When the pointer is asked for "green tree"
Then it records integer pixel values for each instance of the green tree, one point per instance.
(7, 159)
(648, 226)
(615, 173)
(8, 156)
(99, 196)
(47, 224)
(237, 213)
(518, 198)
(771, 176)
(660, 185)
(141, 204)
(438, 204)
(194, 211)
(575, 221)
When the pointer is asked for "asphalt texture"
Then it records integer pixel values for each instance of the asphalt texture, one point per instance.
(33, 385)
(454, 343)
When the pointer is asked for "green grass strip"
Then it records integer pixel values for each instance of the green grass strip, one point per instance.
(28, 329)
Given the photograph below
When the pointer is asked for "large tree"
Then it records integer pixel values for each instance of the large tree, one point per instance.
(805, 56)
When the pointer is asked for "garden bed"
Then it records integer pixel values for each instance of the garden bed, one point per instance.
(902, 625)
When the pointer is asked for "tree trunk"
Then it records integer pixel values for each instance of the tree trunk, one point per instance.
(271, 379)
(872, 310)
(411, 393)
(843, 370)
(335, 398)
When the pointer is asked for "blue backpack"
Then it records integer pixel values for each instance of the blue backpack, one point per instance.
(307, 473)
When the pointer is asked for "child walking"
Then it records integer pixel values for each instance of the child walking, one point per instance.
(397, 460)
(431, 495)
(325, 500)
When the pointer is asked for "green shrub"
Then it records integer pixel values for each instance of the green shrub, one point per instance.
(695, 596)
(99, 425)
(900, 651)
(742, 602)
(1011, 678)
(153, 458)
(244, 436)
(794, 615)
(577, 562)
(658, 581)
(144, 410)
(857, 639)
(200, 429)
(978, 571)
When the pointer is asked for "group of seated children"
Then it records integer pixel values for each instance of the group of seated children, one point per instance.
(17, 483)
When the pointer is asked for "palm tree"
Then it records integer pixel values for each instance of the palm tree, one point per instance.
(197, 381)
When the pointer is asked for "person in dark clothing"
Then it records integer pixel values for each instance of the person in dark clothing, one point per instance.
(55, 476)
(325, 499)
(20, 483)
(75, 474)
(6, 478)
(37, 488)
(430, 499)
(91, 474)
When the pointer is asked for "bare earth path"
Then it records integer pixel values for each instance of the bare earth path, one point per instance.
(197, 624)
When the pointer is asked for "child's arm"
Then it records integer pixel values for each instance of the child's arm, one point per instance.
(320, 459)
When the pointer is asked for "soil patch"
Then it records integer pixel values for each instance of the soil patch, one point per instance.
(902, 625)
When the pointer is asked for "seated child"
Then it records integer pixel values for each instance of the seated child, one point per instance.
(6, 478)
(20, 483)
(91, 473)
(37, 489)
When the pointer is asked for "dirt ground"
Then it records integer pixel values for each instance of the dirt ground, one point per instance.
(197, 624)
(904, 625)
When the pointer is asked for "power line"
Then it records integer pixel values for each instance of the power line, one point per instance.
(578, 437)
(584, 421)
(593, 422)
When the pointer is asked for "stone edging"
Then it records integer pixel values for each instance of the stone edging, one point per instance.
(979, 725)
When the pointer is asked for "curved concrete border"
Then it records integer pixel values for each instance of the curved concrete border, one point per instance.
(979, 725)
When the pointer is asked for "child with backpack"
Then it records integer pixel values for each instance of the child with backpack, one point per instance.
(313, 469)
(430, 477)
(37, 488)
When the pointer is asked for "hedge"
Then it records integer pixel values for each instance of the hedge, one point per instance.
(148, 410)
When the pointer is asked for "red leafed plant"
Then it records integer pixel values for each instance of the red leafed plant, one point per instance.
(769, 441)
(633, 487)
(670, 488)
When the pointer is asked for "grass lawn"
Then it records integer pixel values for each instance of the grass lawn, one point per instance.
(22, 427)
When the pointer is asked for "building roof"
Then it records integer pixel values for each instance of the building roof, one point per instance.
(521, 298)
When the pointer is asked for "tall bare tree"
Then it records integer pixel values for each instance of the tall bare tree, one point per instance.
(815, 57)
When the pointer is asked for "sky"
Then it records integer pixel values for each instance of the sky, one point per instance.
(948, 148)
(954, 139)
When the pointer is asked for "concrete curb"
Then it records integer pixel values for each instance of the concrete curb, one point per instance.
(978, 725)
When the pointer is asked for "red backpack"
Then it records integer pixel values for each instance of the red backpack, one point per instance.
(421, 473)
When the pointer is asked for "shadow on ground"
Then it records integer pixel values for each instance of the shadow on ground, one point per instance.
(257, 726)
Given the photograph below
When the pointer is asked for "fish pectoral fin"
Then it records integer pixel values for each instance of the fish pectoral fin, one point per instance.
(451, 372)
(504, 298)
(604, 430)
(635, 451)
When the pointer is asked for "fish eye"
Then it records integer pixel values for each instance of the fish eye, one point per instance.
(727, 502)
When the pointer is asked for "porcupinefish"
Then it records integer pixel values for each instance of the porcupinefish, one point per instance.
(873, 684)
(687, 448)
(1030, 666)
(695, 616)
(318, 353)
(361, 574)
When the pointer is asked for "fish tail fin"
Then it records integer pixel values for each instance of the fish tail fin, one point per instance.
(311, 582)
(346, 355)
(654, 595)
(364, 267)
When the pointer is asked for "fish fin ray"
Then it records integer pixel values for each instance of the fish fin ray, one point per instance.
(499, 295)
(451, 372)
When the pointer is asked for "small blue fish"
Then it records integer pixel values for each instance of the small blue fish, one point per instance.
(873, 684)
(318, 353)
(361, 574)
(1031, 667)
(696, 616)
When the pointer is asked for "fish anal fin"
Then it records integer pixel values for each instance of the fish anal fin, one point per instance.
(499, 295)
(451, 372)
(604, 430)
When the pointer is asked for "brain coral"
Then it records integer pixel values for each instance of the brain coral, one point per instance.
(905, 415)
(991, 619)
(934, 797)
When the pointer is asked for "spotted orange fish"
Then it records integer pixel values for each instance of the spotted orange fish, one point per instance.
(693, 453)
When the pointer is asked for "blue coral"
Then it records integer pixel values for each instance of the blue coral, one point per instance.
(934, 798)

------------------------------------

[Task requirements]: Nothing in the entries may change. Retype them all.

[Answer below]:
When the pointer is asked for "green tree"
Then it records integer pixel values for each instance of the green tree, one point per instance.
(7, 159)
(648, 226)
(615, 173)
(8, 156)
(99, 196)
(47, 224)
(237, 213)
(518, 198)
(771, 176)
(660, 185)
(141, 204)
(438, 204)
(194, 211)
(575, 221)
When the pointer is asked for "asphalt texture"
Then it records integer pixel values for each instance of the asphalt texture, one point per instance.
(33, 385)
(454, 343)
When the pointer is asked for "green grass strip"
Then it records integer pixel values for each instance of the green grass strip, one point per instance.
(28, 329)
Given the photograph below
When the pointer is asked for "large tree"
Then it records integer pixel values for each instance of the large tree, one point per instance.
(805, 56)
When the pointer is asked for "garden bed"
Then it records integer pixel values for each instance of the garden bed, one point per instance.
(902, 625)
When the pointer is asked for "tree trunk"
Then it records integer pixel values for each instance of the tree trunk, one point per instance.
(271, 379)
(872, 310)
(411, 393)
(843, 370)
(335, 398)
When the pointer is asked for "blue backpack"
Then it records integer pixel values for each instance of the blue backpack, one point per instance.
(307, 473)
When the pointer is asked for "child walking"
Then it records integer pixel values for each instance of the child walking, one point per instance.
(397, 460)
(431, 495)
(325, 500)
When the pointer is asked for "green shrub"
Then it records integer pixel values for each instance of the green shrub, one point per instance.
(695, 596)
(99, 425)
(900, 651)
(742, 602)
(1011, 678)
(153, 458)
(244, 436)
(794, 615)
(577, 562)
(658, 581)
(144, 410)
(857, 639)
(200, 429)
(978, 571)
When the pointer is asked for "group of seated children"
Then it records integer pixel values for each instance of the group of seated children, one point per instance.
(17, 483)
When the pointer is asked for "palm tree"
Then it records integer pixel values for each instance of the palm tree, one point per instance.
(197, 381)
When the pointer is asked for "person in dark clothing"
Then it records integer pixel values for each instance of the person in dark clothing, one point per instance.
(55, 476)
(325, 499)
(20, 483)
(75, 474)
(6, 478)
(37, 488)
(430, 499)
(91, 474)
When the pointer is asked for "bare earth path"
Then it records integer pixel values for each instance of the bare earth path, one point per instance.
(197, 624)
When the pointer is asked for "child's arm"
Then it records integer pixel values for each instance of the child's arm, one point per instance.
(320, 459)
When the pointer is asked for "soil patch"
Then it records integer pixel values for each instance of the soil patch, one point per instance.
(902, 625)
When the pointer is asked for "seated child"
Then it records integer pixel values for each instance of the seated child, one point per instance.
(6, 478)
(20, 483)
(91, 473)
(37, 489)
When the pointer is asked for "dirt ground"
Then it records integer pixel values for each instance of the dirt ground, one point per instance.
(197, 624)
(904, 625)
When the pointer is asked for "power line"
Then it records integer pixel values for each instance of the power line, one point per instance.
(578, 437)
(584, 421)
(593, 422)
When the pointer is asked for "stone edging"
Then it records integer pixel values for each instance of the stone edging, one point per instance.
(979, 725)
When the pointer is asked for "curved concrete border"
Then it records integer pixel values for each instance of the curved concrete border, one point per instance.
(979, 725)
When the pointer is asked for "child with backpack"
Then it records integer pixel values for each instance of the child with backpack, one point per instance.
(313, 469)
(430, 477)
(37, 488)
When the pointer is asked for "hedge"
Then it records integer pixel values for each instance of the hedge, one point per instance.
(148, 410)
When the pointer is asked for "red leafed plant"
Then it records integer pixel values for each instance of the red leafed plant, one point per instance.
(769, 441)
(633, 487)
(670, 488)
When the pointer is asked for "grass lawn"
Then it records integer pixel values for each instance of the grass lawn, one point per instance.
(22, 427)
When the pointer is asked for "building roof"
Then it records integer pixel values for each instance of the building roof, one point per instance.
(521, 298)
When the pointer is asked for "tall bare tree"
Then it records integer pixel values for each instance of the tall bare tree, one point per instance.
(815, 57)
When the pointer is asked for "sky"
Then it records integer pixel values for each instance of the sky, one point per instance.
(948, 148)
(954, 139)
When the pointer is asked for "concrete curb"
Then it records integer pixel values for each instance of the concrete curb, one point per instance.
(978, 725)
When the pointer is asked for "red backpack"
Then it records integer pixel values for each instance of the red backpack, one point per instance.
(421, 473)
When the pointer is asked for "shadow on ground"
Then it records integer pixel values for each instance of the shadow on ground, one point per instance.
(257, 726)
Given the photograph below
When the pointer is asked for "fish pectoral fin"
Then it records integer pixel values for each instance of the fish pectoral fin, one point per instance.
(451, 372)
(504, 298)
(604, 430)
(635, 451)
When the pointer is asked for "fish eye"
Then it records integer pixel values for each instance of the fish eye, one point per instance.
(727, 502)
When the pointer is asked for "porcupinefish"
Then it records integer pixel values for each instance of the porcupinefish, one point per instance.
(873, 684)
(687, 448)
(1030, 666)
(695, 616)
(318, 353)
(361, 574)
When the pointer is asked for "fish tail fin"
Then it records integer pixel values for each instance of the fish tail fin, one point per instance.
(311, 582)
(346, 355)
(654, 595)
(364, 267)
When the pointer is asked for "fish fin ray"
Then it records integer pixel values for each instance of the fish fin ray, one point per instance.
(499, 295)
(451, 372)
When the pointer is asked for "small blue fish"
Then it records integer pixel values for each instance of the small blue fish, one point per instance.
(873, 684)
(318, 353)
(361, 574)
(1031, 667)
(696, 616)
When the pointer is asked for "fish anal fin"
Then it records integer pixel values for each instance of the fish anal fin, one point per instance.
(499, 295)
(451, 372)
(604, 430)
When the pointer is asked for "brain coral"
Then it records integer pixel values for each instance of the brain coral, one point per instance.
(905, 415)
(991, 619)
(934, 797)
When the pointer is asked for "spotted orange fish"
Then it records integer pixel values for each instance of the spotted orange fish, one point per instance.
(693, 453)
When the pointer is asked for "blue coral"
Then it records integer pixel values for each instance of the blue coral, one point per instance.
(934, 798)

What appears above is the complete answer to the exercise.